- Required work: Beginning with the line that contains "handbag in the photo below.", copy each subsequent line of the data below through the last one, including both ends but not the pictures.

[START OF Records for the exercise]

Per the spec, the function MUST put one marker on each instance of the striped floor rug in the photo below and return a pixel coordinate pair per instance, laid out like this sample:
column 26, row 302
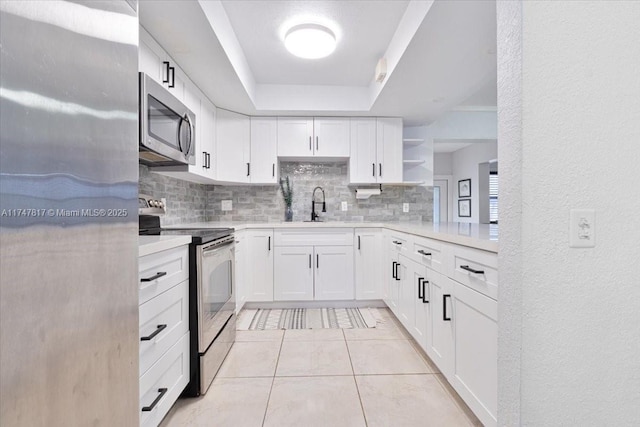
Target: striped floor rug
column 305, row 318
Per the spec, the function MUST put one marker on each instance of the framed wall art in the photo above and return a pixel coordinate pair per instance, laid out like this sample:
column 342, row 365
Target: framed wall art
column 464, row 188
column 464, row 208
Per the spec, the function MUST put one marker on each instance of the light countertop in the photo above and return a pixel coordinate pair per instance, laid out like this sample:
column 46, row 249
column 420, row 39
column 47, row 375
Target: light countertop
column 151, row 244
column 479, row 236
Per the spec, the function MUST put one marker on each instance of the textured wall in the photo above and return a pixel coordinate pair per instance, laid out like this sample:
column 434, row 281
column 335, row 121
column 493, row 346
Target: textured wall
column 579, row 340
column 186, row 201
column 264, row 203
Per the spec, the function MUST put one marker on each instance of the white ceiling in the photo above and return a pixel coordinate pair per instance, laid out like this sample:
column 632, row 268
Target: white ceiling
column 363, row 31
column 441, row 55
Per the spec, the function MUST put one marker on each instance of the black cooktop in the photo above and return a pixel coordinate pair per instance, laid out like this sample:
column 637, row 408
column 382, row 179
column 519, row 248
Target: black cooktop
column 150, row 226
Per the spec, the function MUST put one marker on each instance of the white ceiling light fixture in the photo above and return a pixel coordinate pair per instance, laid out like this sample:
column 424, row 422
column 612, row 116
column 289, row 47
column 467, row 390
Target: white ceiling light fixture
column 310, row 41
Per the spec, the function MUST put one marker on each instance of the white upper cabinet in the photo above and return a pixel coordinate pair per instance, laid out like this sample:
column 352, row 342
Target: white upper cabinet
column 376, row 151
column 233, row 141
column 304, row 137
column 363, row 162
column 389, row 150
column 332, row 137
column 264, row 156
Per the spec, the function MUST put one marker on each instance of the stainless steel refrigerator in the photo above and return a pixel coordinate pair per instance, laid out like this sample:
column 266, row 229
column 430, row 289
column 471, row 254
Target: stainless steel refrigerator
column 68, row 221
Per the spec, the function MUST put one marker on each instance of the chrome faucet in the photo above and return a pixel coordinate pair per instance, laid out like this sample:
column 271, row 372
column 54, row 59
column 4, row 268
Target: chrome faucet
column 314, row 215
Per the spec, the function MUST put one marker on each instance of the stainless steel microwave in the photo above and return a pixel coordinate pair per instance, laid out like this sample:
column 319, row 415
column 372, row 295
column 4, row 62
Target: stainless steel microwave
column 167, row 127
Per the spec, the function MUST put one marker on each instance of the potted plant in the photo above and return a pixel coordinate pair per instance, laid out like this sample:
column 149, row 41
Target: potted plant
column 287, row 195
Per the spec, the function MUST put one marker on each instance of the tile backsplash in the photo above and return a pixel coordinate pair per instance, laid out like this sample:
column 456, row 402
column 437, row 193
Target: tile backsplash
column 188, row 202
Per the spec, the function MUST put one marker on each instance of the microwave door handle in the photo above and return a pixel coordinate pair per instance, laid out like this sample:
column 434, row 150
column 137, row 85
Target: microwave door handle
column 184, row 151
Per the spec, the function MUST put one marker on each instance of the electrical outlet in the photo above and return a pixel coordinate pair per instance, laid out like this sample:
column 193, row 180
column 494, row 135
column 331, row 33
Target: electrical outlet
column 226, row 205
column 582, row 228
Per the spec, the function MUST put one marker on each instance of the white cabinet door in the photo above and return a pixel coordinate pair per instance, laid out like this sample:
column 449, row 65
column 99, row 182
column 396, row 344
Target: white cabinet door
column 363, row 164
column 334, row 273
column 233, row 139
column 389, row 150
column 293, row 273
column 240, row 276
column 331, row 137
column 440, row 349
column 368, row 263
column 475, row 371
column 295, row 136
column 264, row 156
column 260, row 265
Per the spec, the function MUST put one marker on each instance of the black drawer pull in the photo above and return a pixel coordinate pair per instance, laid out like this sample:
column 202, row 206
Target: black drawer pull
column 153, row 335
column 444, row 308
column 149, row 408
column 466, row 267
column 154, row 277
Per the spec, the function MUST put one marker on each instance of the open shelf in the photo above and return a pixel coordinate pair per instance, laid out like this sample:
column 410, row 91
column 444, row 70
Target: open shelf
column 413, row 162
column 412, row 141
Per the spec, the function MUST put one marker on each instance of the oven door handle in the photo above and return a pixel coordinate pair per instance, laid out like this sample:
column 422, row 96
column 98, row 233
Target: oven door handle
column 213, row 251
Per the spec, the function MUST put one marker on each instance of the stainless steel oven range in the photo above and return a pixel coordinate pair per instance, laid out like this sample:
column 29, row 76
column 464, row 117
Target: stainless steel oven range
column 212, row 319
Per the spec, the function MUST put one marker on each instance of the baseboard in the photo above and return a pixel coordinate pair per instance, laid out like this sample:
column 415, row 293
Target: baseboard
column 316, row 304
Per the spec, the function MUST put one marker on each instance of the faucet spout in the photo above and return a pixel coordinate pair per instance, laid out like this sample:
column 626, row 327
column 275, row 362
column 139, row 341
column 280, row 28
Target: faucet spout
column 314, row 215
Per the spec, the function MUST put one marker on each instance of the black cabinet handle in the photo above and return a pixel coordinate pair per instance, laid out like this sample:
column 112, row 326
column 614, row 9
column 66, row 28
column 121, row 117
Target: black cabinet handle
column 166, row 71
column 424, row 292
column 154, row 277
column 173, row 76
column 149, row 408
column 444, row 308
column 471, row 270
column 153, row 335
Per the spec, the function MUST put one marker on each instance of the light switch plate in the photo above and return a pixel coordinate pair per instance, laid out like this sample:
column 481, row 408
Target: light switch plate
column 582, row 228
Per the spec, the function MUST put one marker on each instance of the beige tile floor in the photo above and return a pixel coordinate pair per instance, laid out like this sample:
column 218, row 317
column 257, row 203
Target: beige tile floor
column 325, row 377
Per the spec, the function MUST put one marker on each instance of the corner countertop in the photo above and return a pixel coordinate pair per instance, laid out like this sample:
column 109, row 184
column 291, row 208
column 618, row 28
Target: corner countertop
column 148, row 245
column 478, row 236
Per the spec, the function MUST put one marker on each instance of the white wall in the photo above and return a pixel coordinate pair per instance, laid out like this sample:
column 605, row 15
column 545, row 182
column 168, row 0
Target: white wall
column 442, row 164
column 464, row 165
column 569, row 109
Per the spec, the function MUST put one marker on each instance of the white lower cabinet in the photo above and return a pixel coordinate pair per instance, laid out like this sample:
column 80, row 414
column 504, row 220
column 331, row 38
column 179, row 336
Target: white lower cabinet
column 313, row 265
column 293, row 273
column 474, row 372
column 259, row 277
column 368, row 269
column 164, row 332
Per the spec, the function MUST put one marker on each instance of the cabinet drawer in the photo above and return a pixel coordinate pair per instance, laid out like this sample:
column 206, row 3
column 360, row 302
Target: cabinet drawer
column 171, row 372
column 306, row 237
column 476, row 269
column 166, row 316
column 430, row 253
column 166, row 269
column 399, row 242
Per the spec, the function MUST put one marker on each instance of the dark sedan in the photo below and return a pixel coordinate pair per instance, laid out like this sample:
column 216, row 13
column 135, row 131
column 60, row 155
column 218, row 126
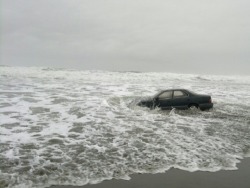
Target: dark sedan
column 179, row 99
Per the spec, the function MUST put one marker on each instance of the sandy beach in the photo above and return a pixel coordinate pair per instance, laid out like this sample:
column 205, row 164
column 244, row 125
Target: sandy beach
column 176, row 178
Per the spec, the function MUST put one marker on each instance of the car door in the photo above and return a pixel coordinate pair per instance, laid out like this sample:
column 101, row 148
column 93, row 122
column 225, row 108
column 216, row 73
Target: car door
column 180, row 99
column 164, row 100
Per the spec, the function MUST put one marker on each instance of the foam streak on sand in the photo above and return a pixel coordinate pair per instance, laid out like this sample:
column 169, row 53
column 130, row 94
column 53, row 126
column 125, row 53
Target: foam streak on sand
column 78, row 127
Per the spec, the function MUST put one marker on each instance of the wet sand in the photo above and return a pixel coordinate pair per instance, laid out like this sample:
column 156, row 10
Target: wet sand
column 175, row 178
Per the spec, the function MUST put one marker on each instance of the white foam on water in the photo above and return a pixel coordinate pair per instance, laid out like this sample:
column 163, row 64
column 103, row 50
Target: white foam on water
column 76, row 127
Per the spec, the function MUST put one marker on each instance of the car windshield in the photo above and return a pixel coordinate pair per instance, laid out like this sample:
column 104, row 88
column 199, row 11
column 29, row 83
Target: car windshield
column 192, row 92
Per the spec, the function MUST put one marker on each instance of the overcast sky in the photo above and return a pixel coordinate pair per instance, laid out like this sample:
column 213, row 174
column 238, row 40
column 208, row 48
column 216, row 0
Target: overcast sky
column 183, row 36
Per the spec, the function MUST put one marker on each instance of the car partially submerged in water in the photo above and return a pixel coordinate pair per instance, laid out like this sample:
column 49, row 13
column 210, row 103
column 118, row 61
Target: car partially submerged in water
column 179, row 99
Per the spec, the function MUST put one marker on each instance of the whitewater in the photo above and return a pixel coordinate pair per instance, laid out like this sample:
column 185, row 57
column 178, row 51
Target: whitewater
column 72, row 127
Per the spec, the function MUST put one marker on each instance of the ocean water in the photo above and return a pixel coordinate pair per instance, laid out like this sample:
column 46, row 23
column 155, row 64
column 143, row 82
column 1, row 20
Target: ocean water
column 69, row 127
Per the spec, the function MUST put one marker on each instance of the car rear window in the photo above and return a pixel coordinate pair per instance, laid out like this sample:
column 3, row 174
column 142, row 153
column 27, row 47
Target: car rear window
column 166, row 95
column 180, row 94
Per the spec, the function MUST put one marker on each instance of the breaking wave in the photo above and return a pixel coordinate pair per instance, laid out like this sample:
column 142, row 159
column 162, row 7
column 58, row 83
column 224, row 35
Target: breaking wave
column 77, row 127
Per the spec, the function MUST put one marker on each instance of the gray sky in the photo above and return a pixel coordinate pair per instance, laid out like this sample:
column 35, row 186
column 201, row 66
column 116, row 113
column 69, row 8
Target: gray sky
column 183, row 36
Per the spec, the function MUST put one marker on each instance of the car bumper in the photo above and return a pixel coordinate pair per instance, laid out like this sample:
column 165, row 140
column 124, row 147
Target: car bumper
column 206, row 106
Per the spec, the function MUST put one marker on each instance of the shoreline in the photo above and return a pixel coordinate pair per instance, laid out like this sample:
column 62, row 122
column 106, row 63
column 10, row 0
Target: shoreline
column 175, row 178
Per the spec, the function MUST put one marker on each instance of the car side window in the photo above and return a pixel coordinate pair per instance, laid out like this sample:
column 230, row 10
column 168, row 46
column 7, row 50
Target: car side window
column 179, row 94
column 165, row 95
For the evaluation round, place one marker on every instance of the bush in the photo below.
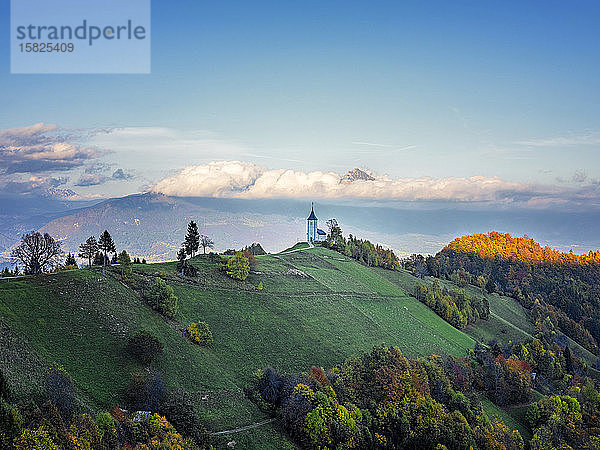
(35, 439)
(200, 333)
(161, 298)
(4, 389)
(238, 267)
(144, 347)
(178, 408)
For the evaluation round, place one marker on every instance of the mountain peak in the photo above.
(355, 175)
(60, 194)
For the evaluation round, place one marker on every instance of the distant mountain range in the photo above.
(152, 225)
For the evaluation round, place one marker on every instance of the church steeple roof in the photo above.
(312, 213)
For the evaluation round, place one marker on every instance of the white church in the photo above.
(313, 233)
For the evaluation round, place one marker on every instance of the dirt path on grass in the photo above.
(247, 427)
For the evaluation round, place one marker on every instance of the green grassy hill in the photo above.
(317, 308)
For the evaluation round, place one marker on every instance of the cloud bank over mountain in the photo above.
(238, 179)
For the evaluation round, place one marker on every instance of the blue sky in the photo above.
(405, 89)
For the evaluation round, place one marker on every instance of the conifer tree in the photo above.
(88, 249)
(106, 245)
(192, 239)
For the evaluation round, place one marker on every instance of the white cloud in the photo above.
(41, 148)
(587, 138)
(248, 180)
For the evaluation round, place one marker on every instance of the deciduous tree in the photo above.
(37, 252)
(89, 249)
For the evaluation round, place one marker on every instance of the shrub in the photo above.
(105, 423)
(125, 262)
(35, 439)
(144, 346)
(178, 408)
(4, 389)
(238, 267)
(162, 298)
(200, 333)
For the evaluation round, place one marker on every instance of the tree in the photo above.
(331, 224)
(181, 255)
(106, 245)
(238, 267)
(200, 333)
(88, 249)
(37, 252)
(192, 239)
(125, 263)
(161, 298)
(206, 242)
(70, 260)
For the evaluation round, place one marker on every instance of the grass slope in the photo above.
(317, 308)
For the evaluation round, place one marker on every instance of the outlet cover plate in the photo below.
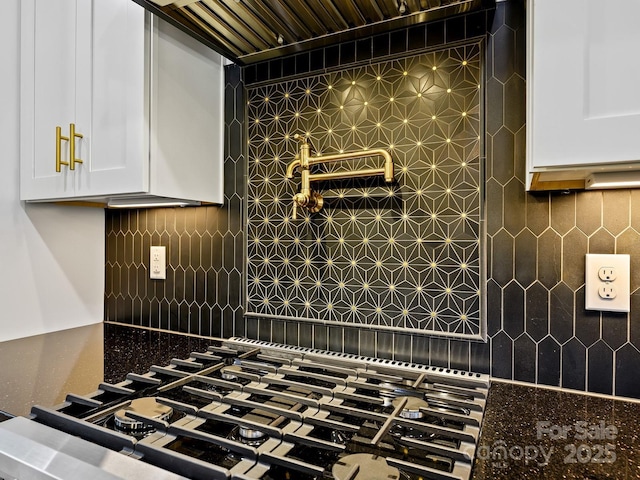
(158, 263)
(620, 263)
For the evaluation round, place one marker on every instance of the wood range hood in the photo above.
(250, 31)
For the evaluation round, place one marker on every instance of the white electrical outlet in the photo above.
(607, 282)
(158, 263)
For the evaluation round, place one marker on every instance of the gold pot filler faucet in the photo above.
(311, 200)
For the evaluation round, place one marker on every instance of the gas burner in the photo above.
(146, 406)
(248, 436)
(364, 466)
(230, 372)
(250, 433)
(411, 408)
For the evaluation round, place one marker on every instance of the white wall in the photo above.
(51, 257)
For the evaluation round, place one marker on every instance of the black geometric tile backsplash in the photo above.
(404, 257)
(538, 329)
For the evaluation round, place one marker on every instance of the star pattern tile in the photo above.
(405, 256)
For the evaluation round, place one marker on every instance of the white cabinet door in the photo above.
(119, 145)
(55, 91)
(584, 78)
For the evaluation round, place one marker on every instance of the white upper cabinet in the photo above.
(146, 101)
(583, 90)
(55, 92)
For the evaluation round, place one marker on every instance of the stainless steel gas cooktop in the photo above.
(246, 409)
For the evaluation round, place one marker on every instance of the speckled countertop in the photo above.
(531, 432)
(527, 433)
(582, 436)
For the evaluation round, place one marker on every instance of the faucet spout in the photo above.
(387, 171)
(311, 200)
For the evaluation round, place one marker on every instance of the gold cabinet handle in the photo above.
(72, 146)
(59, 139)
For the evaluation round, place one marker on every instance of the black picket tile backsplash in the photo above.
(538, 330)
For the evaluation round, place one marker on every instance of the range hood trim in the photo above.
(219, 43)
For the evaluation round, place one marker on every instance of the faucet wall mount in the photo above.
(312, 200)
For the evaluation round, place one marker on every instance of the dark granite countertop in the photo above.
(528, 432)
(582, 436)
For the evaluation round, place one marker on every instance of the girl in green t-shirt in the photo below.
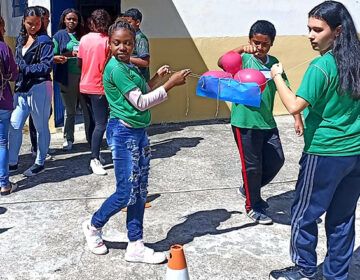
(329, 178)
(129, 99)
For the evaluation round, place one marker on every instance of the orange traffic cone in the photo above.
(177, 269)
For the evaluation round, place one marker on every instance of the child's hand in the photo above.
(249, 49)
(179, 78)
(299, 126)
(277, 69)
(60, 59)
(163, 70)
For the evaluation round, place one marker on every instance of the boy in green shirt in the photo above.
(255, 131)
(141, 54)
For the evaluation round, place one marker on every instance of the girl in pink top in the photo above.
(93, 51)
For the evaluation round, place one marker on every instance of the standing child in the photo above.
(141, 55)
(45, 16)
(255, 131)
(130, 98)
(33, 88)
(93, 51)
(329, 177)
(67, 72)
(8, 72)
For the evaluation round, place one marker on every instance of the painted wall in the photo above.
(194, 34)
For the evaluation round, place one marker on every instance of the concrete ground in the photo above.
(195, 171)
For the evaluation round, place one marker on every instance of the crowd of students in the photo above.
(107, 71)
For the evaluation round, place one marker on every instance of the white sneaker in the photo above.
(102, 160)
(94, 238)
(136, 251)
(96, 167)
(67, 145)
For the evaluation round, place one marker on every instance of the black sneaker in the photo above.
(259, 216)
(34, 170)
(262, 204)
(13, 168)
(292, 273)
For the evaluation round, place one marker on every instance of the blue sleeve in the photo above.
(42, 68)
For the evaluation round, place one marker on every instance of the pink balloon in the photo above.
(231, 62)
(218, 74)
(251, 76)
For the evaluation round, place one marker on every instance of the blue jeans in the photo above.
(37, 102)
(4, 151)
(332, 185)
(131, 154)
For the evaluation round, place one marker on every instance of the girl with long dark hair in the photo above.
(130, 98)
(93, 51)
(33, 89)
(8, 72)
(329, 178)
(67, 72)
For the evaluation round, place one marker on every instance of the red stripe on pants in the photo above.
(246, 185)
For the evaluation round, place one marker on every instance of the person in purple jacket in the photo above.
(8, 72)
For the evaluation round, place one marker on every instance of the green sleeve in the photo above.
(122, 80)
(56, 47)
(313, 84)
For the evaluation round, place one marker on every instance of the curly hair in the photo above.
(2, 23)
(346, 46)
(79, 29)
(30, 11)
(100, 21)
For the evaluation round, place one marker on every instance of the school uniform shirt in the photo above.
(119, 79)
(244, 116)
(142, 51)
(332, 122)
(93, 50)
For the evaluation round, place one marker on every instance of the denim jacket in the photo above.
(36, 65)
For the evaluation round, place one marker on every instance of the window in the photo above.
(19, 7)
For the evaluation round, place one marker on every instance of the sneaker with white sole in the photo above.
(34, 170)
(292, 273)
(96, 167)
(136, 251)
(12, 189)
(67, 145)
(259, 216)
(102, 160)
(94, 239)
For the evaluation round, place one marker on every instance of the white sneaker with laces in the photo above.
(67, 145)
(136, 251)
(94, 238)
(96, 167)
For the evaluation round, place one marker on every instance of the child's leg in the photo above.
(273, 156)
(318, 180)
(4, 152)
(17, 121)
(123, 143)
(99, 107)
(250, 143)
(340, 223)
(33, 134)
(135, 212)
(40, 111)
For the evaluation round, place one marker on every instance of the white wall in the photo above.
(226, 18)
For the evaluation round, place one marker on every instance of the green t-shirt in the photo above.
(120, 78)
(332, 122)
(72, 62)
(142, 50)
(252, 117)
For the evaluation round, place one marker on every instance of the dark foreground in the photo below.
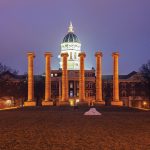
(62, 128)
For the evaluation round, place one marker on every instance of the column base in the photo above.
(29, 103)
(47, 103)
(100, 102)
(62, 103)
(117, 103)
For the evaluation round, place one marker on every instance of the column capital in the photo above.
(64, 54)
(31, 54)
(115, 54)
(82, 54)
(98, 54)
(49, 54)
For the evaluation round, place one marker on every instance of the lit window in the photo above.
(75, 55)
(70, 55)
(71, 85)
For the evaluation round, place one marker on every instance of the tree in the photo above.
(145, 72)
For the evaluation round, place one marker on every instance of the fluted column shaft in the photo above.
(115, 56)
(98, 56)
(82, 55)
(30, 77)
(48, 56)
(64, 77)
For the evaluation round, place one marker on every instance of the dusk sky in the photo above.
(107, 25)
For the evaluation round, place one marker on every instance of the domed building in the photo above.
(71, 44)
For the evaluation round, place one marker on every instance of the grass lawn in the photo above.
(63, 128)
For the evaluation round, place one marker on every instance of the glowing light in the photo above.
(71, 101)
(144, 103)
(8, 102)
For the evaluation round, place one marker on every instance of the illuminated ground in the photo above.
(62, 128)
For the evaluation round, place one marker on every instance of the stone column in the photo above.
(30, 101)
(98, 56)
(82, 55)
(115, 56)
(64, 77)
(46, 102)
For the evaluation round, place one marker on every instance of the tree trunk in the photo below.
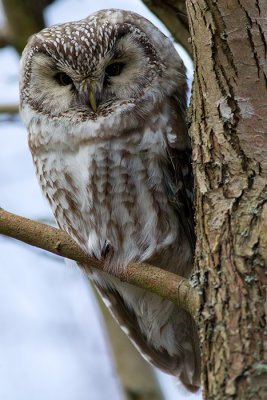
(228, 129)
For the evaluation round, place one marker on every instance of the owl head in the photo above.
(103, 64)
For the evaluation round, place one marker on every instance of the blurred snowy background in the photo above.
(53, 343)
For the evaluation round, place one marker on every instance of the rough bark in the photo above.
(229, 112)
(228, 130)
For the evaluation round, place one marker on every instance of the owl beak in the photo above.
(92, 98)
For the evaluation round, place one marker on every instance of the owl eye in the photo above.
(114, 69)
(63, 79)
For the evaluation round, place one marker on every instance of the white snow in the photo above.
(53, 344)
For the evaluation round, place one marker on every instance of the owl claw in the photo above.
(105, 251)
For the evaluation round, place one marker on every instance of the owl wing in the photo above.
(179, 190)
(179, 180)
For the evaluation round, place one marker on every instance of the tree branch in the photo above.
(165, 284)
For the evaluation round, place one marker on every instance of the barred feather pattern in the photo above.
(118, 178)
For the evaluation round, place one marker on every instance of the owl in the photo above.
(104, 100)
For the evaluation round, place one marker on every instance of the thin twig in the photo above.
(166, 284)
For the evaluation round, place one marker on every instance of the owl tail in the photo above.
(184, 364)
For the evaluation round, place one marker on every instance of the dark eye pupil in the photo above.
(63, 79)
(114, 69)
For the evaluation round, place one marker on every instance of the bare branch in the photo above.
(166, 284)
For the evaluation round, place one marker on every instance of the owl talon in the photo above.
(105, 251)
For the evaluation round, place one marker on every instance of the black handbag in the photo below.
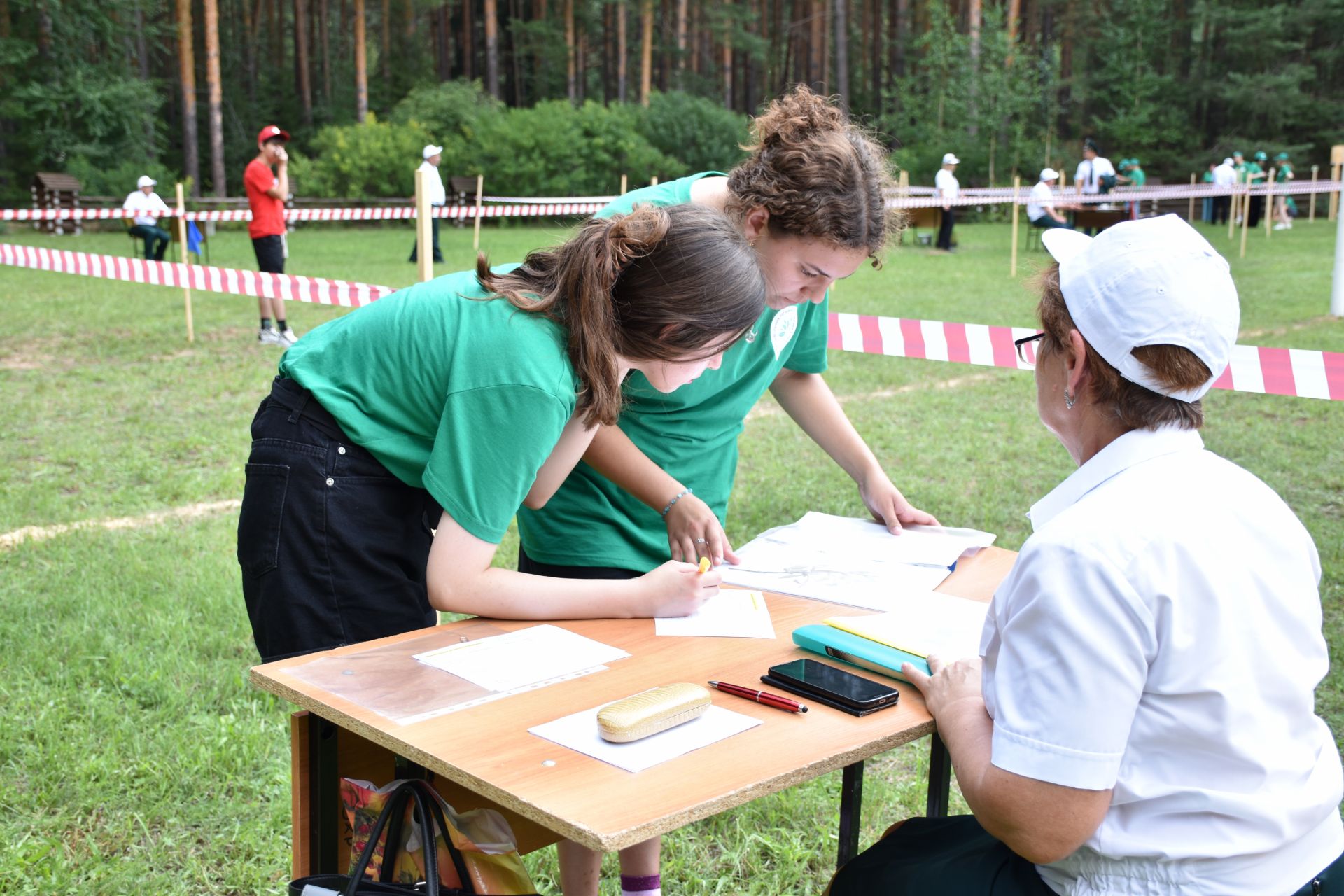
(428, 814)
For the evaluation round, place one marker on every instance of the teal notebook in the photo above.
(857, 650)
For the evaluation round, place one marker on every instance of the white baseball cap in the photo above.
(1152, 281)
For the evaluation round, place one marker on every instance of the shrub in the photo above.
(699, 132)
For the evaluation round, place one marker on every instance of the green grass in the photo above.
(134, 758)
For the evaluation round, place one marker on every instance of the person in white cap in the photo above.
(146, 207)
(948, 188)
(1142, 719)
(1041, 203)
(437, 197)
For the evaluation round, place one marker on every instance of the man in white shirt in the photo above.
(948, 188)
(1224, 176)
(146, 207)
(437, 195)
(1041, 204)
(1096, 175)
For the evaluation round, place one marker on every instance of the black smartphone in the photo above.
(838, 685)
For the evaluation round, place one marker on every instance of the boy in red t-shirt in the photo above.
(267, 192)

[END OF Records for the exercise]

- Result for this exercise:
For the evaluation round, place one marker on every instance of the black handbag in the photo below.
(428, 814)
For the evaluation round, place one marker on every instance of the teal notebook in the photo above.
(857, 650)
For the evaluation round, place one marker on every instance of the white baseball cap in the photo above.
(1152, 281)
For the evaluation round, place one marker on every instance of the shrub in the photo above.
(699, 132)
For the evaluation round, place one marker on every instance of the green grass in the photo above.
(134, 758)
For the evaluation round, place one marker on every instance of the person in white cap in the photo above.
(146, 207)
(948, 188)
(1142, 719)
(1041, 203)
(437, 197)
For the evaluation round, place one marker on every instance of the man in white shirt in the photo above.
(948, 188)
(1224, 176)
(146, 207)
(437, 195)
(1041, 204)
(1096, 175)
For the evaluation round, place one marker on every instance of the black smartphone in the photo above.
(838, 685)
For the evaluation round, place one marker on every instance of the boy in red t-shirt in the photo above.
(267, 192)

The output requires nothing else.